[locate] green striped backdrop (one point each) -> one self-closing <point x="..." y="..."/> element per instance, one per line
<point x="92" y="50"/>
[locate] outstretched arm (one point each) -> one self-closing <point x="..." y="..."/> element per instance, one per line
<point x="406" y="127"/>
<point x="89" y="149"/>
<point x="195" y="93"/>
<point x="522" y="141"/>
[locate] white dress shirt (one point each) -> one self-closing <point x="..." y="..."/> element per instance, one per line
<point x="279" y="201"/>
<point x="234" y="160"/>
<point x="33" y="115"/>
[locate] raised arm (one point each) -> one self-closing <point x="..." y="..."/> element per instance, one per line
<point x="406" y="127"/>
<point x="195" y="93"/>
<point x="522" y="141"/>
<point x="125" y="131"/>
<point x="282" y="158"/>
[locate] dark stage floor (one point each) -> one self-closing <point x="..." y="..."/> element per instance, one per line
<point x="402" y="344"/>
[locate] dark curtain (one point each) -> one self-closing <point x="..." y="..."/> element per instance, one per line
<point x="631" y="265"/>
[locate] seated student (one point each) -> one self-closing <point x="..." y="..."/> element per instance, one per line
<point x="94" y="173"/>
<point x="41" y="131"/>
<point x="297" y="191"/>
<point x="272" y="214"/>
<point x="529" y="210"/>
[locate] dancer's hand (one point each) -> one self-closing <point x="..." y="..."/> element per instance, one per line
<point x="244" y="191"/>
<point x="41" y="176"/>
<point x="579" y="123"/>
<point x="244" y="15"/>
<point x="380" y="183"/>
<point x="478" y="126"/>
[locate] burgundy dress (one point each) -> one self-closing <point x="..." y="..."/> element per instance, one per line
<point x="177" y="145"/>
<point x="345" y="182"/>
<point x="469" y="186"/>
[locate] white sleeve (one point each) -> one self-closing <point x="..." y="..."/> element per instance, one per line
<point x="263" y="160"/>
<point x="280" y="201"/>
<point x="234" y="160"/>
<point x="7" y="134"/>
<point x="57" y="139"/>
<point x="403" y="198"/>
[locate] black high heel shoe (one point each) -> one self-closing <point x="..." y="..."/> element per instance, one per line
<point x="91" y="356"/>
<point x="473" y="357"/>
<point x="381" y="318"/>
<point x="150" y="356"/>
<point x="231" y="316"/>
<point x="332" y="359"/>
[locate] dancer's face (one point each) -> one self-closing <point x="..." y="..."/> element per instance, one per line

### ASSIGNMENT
Using the listing above, print every entry exactly.

### PROBLEM SOLUTION
[locate] green striped backdrop (one point each) -> one self-closing <point x="..." y="..."/> element per instance, one per line
<point x="92" y="50"/>
[locate] outstretched arm (one point each) -> one self-closing <point x="..." y="..."/> element per instance, one per line
<point x="406" y="127"/>
<point x="89" y="149"/>
<point x="195" y="93"/>
<point x="522" y="141"/>
[locate] white dress shirt (one point each) -> one self-closing <point x="..." y="..."/> element per instance, one per line
<point x="279" y="201"/>
<point x="234" y="160"/>
<point x="33" y="115"/>
[locate] raised arm (one point each) -> one self-closing <point x="..." y="..."/> element per instance, one per line
<point x="406" y="127"/>
<point x="195" y="93"/>
<point x="522" y="141"/>
<point x="125" y="131"/>
<point x="282" y="158"/>
[locate] dark stage floor (one point each) -> one self-closing <point x="..." y="..."/> element per instance, one per line
<point x="402" y="344"/>
[locate] dark curtain (one point each) -> one self-closing <point x="..." y="..."/> element per instance, one per line
<point x="631" y="265"/>
[locate] seated student (one point each) -> one self-closing <point x="..." y="..."/> element per instance, one per line
<point x="94" y="173"/>
<point x="41" y="131"/>
<point x="297" y="191"/>
<point x="272" y="214"/>
<point x="529" y="210"/>
[locate] dancer's hand (one point each) -> one self-closing <point x="..." y="..."/> element per instance, one per line
<point x="244" y="191"/>
<point x="41" y="176"/>
<point x="579" y="123"/>
<point x="244" y="15"/>
<point x="380" y="183"/>
<point x="478" y="126"/>
[locate] burgundy dress (one point each) -> one self-closing <point x="..." y="..."/> element per instance, one per line
<point x="177" y="145"/>
<point x="345" y="182"/>
<point x="469" y="186"/>
[locate] white sleeve (one point each) -> one self-closing <point x="..." y="..."/> element per instance, one per line
<point x="263" y="160"/>
<point x="280" y="201"/>
<point x="234" y="160"/>
<point x="7" y="134"/>
<point x="57" y="139"/>
<point x="403" y="198"/>
[locate] black high heel shoe (one point each) -> one self-closing <point x="..." y="..."/> element per instance, one per line
<point x="91" y="356"/>
<point x="473" y="357"/>
<point x="381" y="318"/>
<point x="150" y="356"/>
<point x="231" y="316"/>
<point x="332" y="359"/>
[locate] dancer's face (one point each) -> one self-closing <point x="..." y="..."/> element per instance, one per line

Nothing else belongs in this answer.